• Tarefas
#1 Reproduza sem alterações o trecho da crítica de cinema que começa nas palavras "Julia Roberts, no" e termina após "duras de Alma.".
#2 Transcreva fielmente os registros, do início até a linha que contém "254), (338, 145)]", incluindo essa linha.

• Documento de origem
━━━━━━
É revigorante ver um filme de Hollywood voltado a adultos, que aborda com seriedade temas como feminismo, cultura do cancelamento, política de identidade e diferença geracional. Mas “Depois da Caçada” é, em muitos momentos, mais admirável do que envolvente. Guadagnino parece tão interessado em discutir as contradições de nosso tempo que esquece de nos fazer sentir o impacto humano dessas contradições. Seu filme quer ser uma radiografia moral do presente, mas por vezes soa como uma tese filmada. Brilhante, provocante, porém emocionalmente árida.


Julia Roberts, no entanto, sustenta todo este peso com uma presença magnética. Ela está em quase todos os 139 minutos, e sua performance é o eixo em torno do qual o caos gira. É um tour de force, daqueles que costumam render indicações a prêmios, e, ainda que o roteiro lhe ofereça mais ideias do que emoções, Roberts encontra humanidade até nas contradições mais duras de Alma.
━━━━━━
• Trechos dos registros
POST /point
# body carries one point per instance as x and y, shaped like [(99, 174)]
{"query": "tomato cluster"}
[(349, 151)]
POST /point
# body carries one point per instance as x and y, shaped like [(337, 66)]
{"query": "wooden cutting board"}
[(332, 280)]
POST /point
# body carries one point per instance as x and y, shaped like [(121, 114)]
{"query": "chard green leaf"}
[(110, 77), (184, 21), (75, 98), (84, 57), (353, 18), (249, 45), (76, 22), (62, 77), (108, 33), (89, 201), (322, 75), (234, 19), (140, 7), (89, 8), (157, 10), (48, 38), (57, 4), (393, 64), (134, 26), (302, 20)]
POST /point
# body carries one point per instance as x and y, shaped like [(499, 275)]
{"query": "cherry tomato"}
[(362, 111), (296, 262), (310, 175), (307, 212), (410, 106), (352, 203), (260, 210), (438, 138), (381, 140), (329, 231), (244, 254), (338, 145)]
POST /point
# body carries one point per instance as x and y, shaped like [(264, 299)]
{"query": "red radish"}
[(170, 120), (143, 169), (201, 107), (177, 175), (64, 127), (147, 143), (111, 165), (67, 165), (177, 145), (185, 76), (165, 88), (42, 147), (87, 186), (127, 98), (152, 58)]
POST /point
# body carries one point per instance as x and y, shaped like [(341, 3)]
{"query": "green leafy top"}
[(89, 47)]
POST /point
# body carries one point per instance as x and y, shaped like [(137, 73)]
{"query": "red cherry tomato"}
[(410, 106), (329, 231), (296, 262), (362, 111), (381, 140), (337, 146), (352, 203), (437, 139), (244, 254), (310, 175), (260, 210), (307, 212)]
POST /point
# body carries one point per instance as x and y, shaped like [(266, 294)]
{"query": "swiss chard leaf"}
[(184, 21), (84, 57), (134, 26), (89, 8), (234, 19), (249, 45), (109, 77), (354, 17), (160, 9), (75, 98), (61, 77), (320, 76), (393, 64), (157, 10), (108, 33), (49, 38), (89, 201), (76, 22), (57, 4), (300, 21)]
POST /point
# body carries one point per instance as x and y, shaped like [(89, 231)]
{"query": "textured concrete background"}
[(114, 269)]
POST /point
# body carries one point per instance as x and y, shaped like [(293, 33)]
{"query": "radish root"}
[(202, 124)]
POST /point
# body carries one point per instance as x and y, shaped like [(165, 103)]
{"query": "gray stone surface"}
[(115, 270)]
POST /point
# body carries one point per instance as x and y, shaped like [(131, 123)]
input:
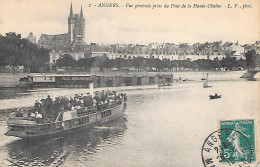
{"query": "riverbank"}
[(12, 80)]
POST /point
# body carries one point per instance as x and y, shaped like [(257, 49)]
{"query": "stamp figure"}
[(239, 144)]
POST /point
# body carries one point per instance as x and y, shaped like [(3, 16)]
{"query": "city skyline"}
[(142, 26)]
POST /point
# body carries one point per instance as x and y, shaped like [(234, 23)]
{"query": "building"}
[(32, 38), (72, 42)]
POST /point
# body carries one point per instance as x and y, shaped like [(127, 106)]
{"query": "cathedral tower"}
[(76, 27)]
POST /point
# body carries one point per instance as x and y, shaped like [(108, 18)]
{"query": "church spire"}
[(81, 12), (71, 11)]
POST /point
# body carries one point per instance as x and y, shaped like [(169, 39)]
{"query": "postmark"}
[(232, 144)]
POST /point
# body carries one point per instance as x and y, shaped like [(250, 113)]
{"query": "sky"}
[(139, 26)]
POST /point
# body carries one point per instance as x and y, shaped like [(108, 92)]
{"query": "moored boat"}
[(65, 120), (216, 96)]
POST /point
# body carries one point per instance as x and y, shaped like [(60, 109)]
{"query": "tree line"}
[(16, 51), (155, 64)]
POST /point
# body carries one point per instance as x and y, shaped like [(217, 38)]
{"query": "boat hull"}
[(68, 126)]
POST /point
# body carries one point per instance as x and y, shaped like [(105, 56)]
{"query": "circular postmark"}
[(226, 147)]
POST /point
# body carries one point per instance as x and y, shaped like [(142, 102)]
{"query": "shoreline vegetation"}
[(12, 79), (192, 81)]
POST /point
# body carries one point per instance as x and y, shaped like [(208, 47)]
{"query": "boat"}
[(66, 121), (206, 84), (216, 96), (203, 78)]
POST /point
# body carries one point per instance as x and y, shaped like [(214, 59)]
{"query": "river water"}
[(161, 127)]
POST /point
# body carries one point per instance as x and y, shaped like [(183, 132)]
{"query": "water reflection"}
[(55, 150), (12, 92)]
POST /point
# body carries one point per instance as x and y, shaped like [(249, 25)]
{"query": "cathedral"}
[(71, 42)]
━━━━━━
• Respostas às tarefas
#1
Julia Roberts, no entanto, sustenta todo este peso com uma presença magnética. Ela está em quase todos os 139 minutos, e sua performance é o eixo em torno do qual o caos gira. É um tour de force, daqueles que costumam render indicações a prêmios, e, ainda que o roteiro lhe ofereça mais ideias do que emoções, Roberts encontra humanidade até nas contradições mais duras de Alma.

#2
POST /point
# body carries one point per instance as x and y, shaped like [(99, 174)]
{"query": "tomato cluster"}
[(349, 151)]
POST /point
# body carries one point per instance as x and y, shaped like [(337, 66)]
{"query": "wooden cutting board"}
[(332, 280)]
POST /point
# body carries one point per instance as x and y, shaped like [(121, 114)]
{"query": "chard green leaf"}
[(110, 77), (184, 21), (75, 98), (84, 57), (353, 18), (249, 45), (76, 22), (62, 77), (108, 33), (89, 201), (322, 75), (234, 19), (140, 7), (89, 8), (157, 10), (48, 38), (57, 4), (393, 64), (134, 26), (302, 20)]
POST /point
# body carries one point per instance as x and y, shaped like [(499, 275)]
{"query": "cherry tomato"}
[(362, 111), (296, 262), (310, 175), (307, 212), (410, 106), (352, 203), (260, 210), (438, 138), (381, 140), (329, 231), (244, 254), (338, 145)]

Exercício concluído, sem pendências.